# [WORK INSTRUCTIONS]
1. Decide whether each statement below agrees with the briefing on Aotearoa's political economy, answering yes or no and quoting the briefing's deciding words: (a) ANZ has already begun setting emissions reduction targets for farmers. (b) The Ipsos poll found that 57% support a capital gains tax on rental properties. (c) The electric hydrofoil commuter ferry service began in waters near Stockholm.
2. Write the next part of the briefing on Aotearoa's political economy, picking up after its final line.

Kia ora. Long stories short, here’s my top six things to note in Aotearoa’s political economy around housing, climate and poverty on Wednesday, October 30:
The Government’s move to allow qualified builders, plumbers and drainlayers to self-consent their work faces potential hurdles from reluctant insurers and bankers wanting protection against another leaky buildings crisis.
Scoop of the day: Rob Stock reports this morning for The Post-$$$ that BNZ, ASB & Westpac have started setting emissions reduction targets for farmers, while ANZ is preparing to start targeting farm emissions.
Deep-dive of the day: An Ipsos poll shows health is rising fast as an issue of concern for voters, and that 57% support a capital gains tax on rental properties, while just 13% want one on the family home.
Solutions news: The world’s first electric hydrofoil commuter ferry service began in waters around Stockholm in Sweden
Quote of the day: Marty Baron, the former editor of the Washington Post calls Jeff Bezos’ decision not to publish an endorsement in next week’s US Presidential election an act of cowardice. Over 200,000 subscribers or 8% of the paper’s digital subscribers cancelled.
Chart of the day: The economy only grows when either banks lend more, foreigners take less out of the economy or Government and councils invest more. None are showing signs of stepping up.
(There is more detail, analysis and links to documents below the paywall fold and in the podcast above for paying subscribers. If we get over 100 likes we’ll open it up for public reading, listening and sharing.)
1. ‘Where is the ultimate backstop?

# [RECORD EXCERPTS]
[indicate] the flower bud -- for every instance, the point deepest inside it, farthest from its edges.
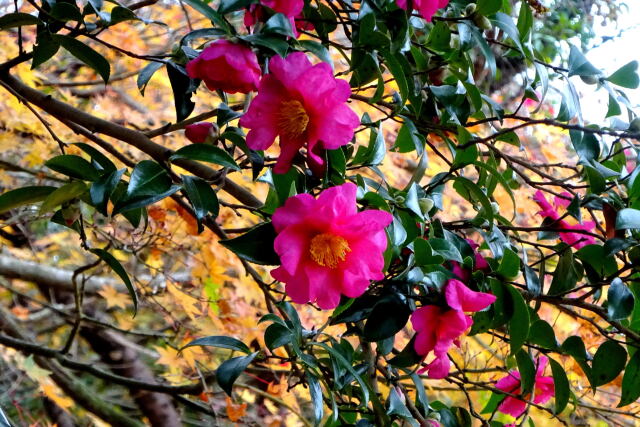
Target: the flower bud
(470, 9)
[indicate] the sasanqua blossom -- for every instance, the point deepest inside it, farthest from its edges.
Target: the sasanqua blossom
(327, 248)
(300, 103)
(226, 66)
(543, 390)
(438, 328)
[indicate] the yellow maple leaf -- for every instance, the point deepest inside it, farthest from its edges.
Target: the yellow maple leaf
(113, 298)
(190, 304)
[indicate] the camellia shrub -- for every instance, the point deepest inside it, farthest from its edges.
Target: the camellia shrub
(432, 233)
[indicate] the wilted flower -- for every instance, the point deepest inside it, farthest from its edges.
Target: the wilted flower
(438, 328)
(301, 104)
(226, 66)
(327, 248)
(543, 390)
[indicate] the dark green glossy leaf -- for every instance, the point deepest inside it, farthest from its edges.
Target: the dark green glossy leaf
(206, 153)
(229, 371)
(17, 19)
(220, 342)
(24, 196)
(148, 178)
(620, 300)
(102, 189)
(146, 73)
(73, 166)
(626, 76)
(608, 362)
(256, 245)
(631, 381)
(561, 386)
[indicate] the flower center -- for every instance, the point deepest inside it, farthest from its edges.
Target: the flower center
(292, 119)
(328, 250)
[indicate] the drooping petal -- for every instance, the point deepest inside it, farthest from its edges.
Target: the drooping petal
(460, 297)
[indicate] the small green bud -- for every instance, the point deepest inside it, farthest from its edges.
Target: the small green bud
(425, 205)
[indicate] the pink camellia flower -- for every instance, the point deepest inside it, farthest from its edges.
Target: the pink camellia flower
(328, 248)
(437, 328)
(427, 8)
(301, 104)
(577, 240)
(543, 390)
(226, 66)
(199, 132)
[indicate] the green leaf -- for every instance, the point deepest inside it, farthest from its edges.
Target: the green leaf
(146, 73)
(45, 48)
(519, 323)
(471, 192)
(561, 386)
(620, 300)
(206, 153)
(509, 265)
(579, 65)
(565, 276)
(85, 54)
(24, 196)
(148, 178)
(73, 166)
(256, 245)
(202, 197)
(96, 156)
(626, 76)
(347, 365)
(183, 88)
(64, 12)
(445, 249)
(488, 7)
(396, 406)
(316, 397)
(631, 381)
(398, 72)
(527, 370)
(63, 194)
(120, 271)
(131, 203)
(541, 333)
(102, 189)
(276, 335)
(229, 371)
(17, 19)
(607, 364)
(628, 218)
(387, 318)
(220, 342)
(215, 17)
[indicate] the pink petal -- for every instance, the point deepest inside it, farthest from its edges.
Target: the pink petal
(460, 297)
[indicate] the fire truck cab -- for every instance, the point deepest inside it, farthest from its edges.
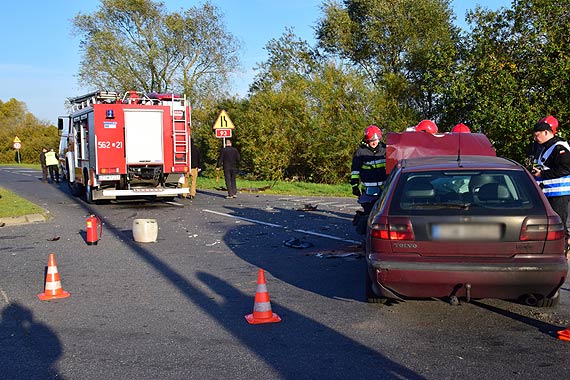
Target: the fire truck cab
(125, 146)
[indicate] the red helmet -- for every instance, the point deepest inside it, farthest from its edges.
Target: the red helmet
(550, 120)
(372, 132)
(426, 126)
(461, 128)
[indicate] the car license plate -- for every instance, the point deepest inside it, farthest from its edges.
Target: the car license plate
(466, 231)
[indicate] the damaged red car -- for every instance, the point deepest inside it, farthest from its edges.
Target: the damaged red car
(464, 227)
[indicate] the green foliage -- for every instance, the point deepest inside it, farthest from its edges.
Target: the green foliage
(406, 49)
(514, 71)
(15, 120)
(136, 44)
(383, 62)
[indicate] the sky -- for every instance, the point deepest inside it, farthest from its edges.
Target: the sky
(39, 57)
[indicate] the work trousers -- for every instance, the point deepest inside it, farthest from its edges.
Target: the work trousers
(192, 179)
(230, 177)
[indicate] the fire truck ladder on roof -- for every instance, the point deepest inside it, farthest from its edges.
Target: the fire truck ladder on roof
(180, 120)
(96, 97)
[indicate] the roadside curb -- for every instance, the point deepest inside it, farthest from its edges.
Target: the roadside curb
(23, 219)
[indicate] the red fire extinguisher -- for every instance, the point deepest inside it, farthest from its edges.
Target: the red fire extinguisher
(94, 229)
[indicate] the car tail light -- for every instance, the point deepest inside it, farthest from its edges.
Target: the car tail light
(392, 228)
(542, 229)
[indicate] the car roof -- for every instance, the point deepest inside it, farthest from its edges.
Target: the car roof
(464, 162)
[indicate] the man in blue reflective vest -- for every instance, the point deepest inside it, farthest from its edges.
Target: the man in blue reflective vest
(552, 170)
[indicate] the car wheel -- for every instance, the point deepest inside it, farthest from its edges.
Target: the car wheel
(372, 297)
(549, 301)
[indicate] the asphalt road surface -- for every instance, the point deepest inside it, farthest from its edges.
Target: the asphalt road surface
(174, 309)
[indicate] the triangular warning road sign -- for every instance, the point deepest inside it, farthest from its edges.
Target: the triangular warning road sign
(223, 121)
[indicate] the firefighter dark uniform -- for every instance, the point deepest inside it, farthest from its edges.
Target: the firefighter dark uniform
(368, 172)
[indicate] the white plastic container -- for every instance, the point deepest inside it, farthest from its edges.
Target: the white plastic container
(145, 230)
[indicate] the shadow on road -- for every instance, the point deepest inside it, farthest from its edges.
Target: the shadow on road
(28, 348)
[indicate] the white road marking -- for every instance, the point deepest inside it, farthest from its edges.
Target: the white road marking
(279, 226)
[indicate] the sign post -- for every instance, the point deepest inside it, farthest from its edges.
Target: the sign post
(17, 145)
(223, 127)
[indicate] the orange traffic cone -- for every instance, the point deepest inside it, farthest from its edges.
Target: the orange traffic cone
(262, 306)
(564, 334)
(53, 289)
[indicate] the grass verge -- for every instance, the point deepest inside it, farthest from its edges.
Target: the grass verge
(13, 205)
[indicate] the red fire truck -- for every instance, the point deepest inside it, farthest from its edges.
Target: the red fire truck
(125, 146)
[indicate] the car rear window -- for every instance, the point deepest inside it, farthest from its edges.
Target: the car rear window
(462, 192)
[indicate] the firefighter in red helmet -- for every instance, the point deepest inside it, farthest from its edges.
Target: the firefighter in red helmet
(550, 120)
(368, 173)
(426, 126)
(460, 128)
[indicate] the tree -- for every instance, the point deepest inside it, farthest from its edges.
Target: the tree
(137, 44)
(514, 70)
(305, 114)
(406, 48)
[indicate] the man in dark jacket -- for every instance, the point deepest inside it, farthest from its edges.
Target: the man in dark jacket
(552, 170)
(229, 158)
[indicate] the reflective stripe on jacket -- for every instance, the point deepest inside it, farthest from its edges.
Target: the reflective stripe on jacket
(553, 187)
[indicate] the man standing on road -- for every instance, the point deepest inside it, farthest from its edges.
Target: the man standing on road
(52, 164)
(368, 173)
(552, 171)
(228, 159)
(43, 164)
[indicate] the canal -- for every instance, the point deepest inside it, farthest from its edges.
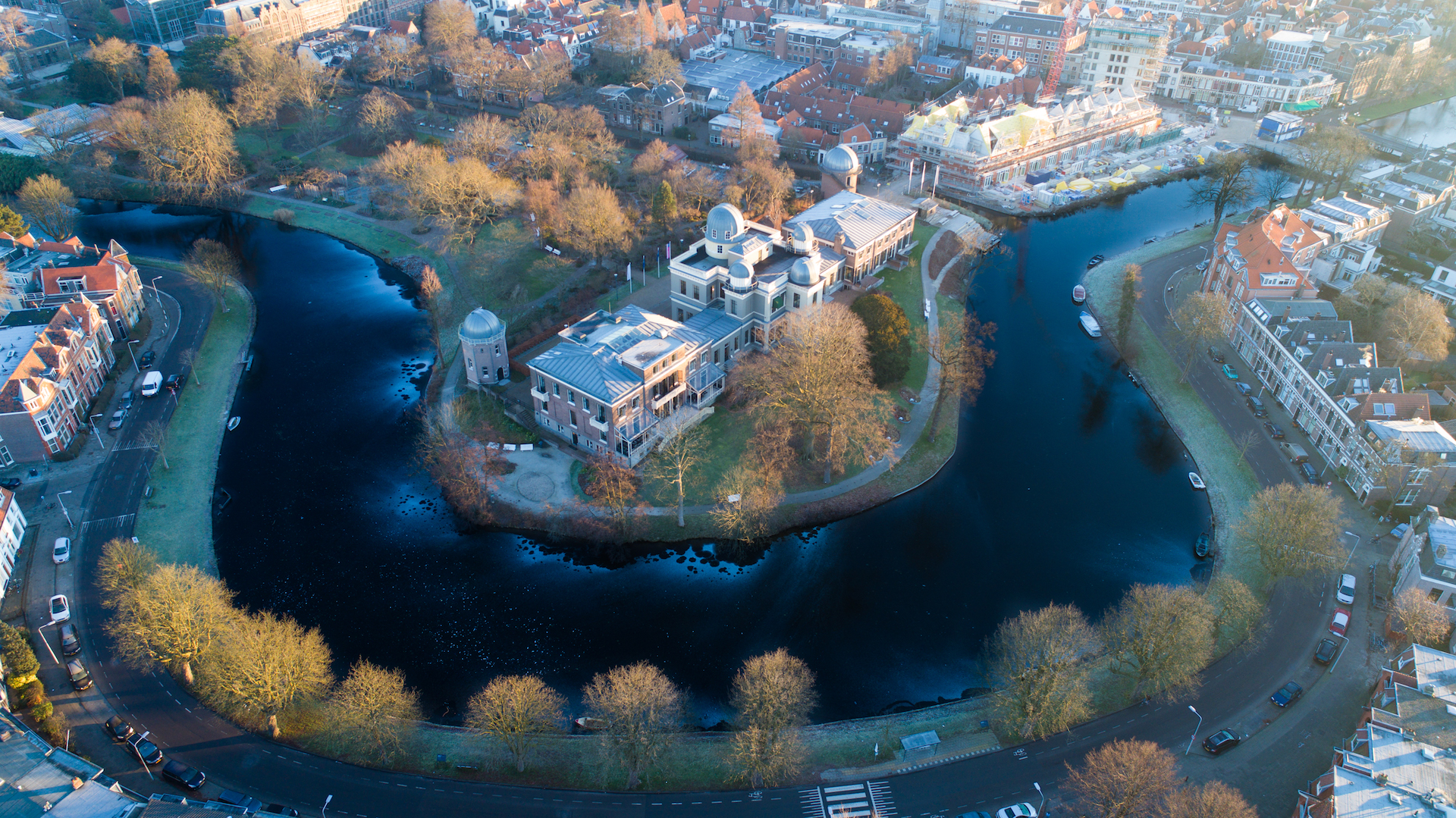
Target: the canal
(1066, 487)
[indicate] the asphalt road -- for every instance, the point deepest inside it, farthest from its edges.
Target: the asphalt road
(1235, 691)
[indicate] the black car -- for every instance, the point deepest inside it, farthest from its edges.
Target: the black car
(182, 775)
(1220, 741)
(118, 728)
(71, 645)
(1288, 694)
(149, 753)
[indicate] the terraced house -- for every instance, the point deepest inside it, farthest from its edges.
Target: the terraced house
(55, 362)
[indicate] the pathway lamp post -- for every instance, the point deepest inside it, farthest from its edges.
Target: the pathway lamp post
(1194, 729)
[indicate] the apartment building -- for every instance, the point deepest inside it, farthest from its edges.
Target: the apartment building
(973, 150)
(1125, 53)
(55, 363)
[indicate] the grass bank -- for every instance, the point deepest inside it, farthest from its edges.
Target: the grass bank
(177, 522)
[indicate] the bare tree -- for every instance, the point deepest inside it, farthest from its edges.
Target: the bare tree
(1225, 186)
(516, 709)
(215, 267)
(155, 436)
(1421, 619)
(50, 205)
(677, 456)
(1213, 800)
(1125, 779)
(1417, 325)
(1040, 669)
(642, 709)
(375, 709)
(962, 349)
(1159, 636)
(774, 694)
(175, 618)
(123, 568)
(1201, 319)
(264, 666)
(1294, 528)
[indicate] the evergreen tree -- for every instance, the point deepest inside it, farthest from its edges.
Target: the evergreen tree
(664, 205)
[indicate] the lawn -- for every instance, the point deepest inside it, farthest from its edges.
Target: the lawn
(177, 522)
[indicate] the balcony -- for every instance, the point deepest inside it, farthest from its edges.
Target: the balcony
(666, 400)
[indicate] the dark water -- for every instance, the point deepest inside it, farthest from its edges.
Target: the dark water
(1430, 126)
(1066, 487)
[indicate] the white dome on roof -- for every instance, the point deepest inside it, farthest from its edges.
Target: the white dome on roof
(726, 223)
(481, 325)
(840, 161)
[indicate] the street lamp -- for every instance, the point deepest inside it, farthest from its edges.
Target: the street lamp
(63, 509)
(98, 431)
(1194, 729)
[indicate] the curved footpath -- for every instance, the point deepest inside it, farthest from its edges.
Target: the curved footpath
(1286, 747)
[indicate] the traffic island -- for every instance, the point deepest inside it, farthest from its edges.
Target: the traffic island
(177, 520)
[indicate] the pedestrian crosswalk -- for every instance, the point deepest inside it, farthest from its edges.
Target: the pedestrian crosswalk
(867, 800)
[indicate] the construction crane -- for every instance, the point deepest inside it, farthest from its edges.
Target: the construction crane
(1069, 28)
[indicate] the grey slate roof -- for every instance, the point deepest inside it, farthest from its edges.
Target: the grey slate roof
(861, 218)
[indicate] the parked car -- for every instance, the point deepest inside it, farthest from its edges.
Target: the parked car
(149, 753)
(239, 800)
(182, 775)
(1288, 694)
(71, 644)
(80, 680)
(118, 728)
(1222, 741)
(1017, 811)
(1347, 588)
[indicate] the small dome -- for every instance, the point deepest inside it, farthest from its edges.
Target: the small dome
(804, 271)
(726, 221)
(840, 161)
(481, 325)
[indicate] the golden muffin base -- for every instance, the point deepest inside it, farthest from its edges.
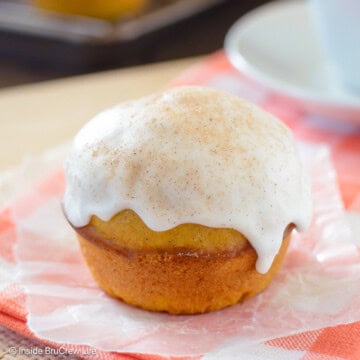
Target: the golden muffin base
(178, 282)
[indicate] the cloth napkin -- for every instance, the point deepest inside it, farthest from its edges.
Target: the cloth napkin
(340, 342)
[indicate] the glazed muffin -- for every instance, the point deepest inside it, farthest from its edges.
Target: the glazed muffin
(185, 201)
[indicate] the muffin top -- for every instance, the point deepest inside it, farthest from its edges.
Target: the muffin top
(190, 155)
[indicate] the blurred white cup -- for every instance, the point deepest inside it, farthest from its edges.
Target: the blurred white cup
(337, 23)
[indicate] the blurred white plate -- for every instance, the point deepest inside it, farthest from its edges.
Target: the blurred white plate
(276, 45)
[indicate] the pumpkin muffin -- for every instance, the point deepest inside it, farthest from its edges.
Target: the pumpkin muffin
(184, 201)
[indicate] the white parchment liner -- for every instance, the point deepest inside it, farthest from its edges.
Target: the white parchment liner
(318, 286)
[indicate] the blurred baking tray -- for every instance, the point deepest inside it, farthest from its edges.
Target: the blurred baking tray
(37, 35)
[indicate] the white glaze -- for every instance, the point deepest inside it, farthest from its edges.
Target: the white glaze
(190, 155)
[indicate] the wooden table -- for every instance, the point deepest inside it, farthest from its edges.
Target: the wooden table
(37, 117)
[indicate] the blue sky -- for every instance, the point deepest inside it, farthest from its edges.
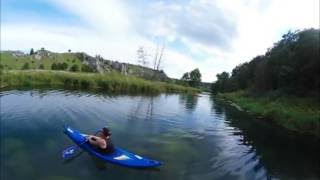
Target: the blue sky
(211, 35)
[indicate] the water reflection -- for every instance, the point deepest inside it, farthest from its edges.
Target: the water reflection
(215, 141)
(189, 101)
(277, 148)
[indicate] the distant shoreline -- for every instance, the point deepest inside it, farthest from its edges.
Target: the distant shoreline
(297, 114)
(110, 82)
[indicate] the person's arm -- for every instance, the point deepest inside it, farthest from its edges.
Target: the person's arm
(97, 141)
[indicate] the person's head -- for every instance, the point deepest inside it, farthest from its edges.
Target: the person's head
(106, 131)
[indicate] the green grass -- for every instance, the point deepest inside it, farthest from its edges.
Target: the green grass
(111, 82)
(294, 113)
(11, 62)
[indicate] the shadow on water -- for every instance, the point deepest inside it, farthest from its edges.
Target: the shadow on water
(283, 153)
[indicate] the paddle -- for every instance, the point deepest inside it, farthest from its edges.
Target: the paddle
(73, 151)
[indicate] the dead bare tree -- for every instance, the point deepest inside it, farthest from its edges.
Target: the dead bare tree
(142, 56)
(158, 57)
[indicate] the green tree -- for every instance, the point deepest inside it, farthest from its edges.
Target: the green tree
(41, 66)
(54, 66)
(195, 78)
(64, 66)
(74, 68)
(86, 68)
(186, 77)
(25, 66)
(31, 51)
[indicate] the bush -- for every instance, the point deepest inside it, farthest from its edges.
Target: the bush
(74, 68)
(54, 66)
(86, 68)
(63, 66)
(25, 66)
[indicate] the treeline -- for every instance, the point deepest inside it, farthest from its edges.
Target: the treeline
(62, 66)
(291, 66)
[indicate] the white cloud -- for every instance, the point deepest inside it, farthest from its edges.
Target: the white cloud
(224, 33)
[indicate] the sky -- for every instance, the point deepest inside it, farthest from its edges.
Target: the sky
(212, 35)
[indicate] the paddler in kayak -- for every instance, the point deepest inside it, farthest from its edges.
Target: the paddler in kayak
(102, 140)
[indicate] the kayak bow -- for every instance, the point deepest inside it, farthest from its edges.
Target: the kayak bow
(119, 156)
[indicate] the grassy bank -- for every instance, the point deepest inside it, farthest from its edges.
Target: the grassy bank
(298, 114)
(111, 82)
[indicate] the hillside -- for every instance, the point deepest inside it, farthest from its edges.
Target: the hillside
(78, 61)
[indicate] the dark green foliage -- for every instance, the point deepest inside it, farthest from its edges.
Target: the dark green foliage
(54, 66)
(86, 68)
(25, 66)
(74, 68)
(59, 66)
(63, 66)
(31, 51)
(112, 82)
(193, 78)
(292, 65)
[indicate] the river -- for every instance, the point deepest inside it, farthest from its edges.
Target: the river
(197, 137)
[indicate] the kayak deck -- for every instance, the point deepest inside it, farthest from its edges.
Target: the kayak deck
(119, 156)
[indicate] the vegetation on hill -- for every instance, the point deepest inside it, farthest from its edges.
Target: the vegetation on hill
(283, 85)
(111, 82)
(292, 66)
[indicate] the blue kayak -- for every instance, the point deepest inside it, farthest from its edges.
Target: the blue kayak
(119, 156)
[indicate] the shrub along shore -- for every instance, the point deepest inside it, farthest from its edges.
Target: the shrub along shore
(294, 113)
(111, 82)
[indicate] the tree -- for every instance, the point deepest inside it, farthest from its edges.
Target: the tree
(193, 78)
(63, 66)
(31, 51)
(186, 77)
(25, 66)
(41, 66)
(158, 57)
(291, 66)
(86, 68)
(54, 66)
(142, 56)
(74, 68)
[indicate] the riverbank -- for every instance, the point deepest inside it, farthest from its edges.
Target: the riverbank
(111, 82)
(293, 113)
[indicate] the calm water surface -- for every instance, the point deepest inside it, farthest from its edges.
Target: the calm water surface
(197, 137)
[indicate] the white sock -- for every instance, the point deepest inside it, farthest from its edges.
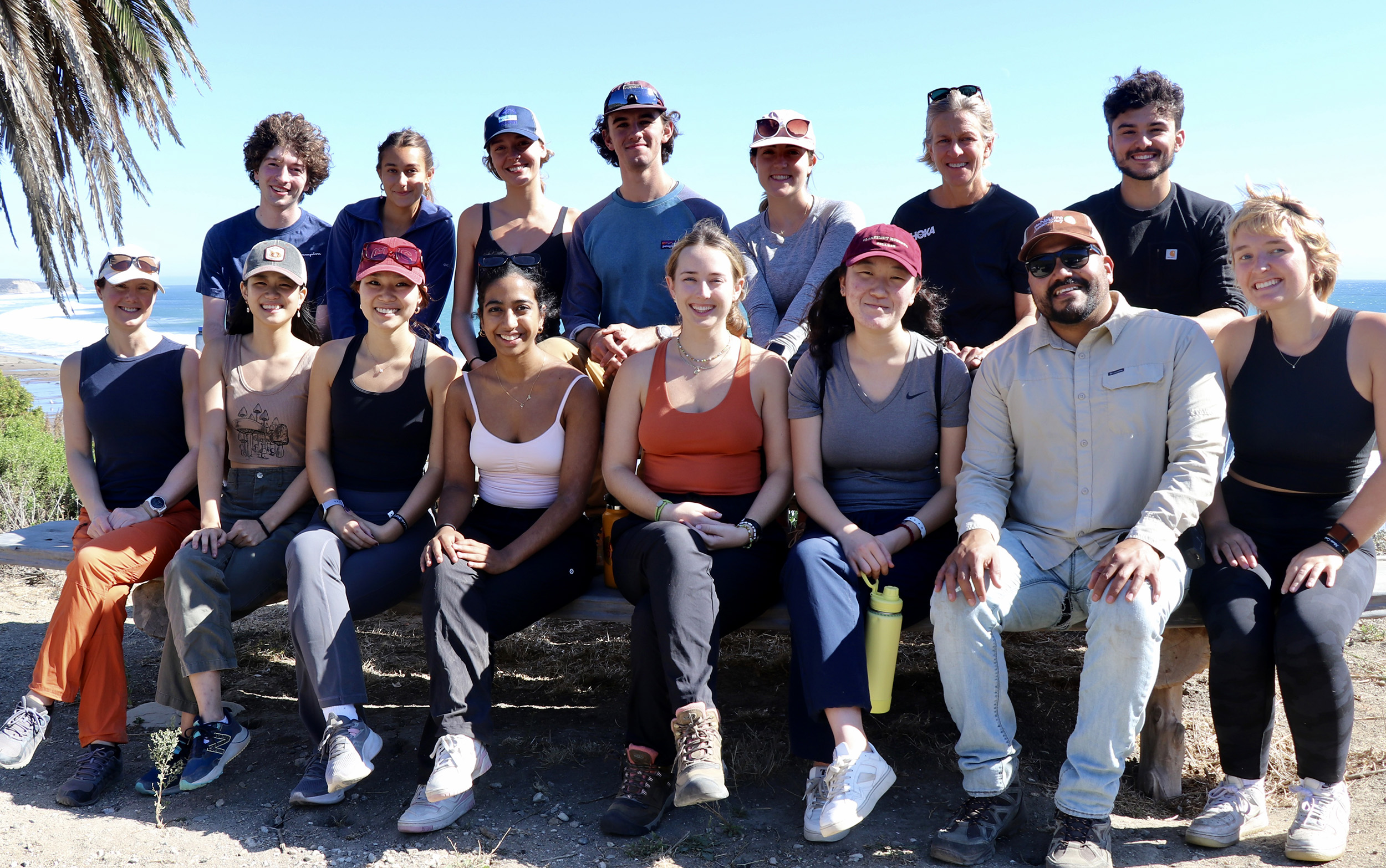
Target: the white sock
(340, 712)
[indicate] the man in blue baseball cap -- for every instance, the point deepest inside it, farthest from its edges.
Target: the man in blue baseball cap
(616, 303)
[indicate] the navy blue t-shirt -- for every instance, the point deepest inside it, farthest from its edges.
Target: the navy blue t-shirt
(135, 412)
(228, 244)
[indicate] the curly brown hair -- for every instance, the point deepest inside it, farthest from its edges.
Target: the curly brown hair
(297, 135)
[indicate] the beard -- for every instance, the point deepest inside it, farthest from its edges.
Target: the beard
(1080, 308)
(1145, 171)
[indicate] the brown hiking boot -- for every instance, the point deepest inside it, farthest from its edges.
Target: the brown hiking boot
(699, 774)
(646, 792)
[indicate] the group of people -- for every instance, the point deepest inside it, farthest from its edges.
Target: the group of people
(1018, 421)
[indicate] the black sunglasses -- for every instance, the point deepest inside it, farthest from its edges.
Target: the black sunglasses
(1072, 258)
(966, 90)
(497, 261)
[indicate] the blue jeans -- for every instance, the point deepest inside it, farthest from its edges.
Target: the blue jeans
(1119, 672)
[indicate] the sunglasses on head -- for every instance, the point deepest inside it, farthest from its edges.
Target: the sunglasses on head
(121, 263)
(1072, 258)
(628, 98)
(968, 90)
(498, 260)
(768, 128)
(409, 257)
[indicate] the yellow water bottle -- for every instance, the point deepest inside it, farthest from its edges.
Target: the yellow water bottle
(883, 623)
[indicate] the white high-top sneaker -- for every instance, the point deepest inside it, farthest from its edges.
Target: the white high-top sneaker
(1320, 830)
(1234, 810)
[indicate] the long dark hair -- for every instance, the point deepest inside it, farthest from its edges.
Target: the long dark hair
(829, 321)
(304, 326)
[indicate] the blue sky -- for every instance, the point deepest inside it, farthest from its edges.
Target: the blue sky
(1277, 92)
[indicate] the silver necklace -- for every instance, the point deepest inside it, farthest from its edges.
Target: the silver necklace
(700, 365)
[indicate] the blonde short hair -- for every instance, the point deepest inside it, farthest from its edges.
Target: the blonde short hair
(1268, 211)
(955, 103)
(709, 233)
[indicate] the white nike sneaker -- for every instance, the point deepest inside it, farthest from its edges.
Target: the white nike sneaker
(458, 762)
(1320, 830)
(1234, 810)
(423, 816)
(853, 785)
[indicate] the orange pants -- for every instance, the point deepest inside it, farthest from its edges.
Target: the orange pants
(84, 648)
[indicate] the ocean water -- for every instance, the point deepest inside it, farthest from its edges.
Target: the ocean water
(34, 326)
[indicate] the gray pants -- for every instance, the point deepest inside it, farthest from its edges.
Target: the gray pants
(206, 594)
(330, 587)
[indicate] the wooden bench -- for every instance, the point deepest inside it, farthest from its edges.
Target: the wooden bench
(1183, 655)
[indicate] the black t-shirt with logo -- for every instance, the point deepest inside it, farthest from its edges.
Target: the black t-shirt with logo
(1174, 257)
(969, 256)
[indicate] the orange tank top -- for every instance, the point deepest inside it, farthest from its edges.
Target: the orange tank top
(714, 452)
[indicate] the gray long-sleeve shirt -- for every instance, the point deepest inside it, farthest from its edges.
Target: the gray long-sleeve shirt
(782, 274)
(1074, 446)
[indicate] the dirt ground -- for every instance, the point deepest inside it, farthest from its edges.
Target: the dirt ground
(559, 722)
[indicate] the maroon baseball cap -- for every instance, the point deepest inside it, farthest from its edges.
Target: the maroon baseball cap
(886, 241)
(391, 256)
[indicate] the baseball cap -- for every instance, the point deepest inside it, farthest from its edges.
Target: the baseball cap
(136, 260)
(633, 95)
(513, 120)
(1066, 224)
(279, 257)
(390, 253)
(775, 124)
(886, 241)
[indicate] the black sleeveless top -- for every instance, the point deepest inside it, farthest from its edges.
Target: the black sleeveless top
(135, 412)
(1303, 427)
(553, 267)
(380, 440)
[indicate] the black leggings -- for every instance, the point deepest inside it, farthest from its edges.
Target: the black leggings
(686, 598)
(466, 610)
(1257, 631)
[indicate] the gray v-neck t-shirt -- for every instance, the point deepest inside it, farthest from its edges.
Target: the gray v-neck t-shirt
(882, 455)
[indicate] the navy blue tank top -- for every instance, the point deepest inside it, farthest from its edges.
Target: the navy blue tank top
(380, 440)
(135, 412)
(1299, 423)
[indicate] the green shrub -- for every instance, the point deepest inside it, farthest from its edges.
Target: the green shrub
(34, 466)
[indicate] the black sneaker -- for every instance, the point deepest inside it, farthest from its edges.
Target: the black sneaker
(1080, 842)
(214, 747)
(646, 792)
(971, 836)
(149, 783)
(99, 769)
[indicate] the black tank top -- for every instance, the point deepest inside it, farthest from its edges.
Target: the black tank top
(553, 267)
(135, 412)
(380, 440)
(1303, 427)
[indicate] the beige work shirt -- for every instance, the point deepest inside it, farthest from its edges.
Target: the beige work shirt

# [ANSWERS PROVIDED]
1.
(a) No: "ANZ is preparing to start targeting farm emissions."
(b) Yes: "57% support a capital gains tax on rental properties"
(c) Yes: "began in waters around Stockholm in Sweden"

2.
Banks & insurers may want bigger backer for self-consented homes
Building and Construction Minister Chris Penk announced plans yesterday to allow qualified builders, plumbers and drainlayers to self-consent their own work, in order to reduce average house-building and consent times from 569 days, which includes up to 10 or more council inspections per single-storey home.
There was a burst of enthusiasm from home-builders, politicians and councils hoping to avoid the time, expense and potential liabilities of inspections and any leaky-building-style problems. However, the hurdles remain of being finding willing financiers and insurers for homes without the balance sheets of councils ultimately standing behind the house.
Other markets such as Queensland that have moved consenting away from council and Governments have eventually had to create a type of Government guarantee or subsidy to bring in private insurers, who in turn are needed for banks to be confident enough to lend to owners and builders.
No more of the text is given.